* _The problem_: Rewrite the stretch from the start of the entries below through the line containing "98 123 186 224", shifting every bounding-box coordinate in the results up by 49 and keeping all other text, including the sample box in each description, unchanged. Leave out the pictures.

* _Source material_:
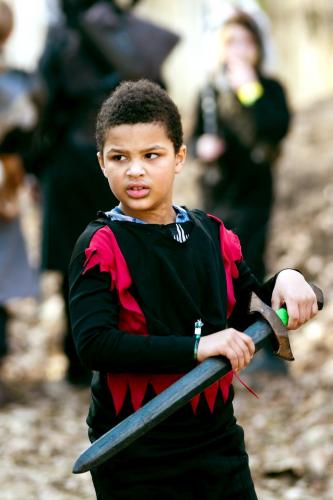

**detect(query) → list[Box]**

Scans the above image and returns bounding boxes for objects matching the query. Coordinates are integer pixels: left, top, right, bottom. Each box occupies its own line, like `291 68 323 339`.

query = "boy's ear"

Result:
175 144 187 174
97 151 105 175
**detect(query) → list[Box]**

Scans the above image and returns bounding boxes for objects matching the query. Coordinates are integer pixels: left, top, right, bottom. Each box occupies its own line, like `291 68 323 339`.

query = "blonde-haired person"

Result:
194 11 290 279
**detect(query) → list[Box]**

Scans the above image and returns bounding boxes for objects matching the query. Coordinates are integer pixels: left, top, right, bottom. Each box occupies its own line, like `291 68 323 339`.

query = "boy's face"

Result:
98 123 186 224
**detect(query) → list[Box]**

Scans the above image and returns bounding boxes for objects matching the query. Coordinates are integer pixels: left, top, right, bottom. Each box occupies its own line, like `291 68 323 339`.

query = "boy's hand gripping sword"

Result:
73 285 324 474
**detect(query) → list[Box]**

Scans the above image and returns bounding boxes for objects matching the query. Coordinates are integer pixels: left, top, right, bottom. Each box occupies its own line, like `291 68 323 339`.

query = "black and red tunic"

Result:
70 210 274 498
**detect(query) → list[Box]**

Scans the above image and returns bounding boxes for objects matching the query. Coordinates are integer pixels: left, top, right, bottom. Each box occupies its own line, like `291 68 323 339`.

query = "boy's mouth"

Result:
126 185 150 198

* _Correct result_:
**detect(query) → list[Box]**

Scans the above image and returns bounding boxes for objects matching the query. Coordinates are integer pixels: left, top, right, bottom. Each box occupies its own line, like `291 68 323 339`.

query = "boy's ear"

Result:
224 193 236 223
146 200 154 224
**detect(query) → list[Box]**

Scans the above image and returns bounding boxes for objects matching the query. Coordinates are integer pixels: left, top, right, bottom. Each box occupies its own line, like `291 68 323 339`.

query = "blonde-haired person"

Result:
243 60 339 328
**detect(query) → list[Box]**

Scans the above image and returns bounding boxes for objects matching the query. Coordinates are integer pixels: left, top, right, bottom. Each box occupies its own line, like `291 68 323 339`.

query = "boy's face"

Result:
147 172 235 273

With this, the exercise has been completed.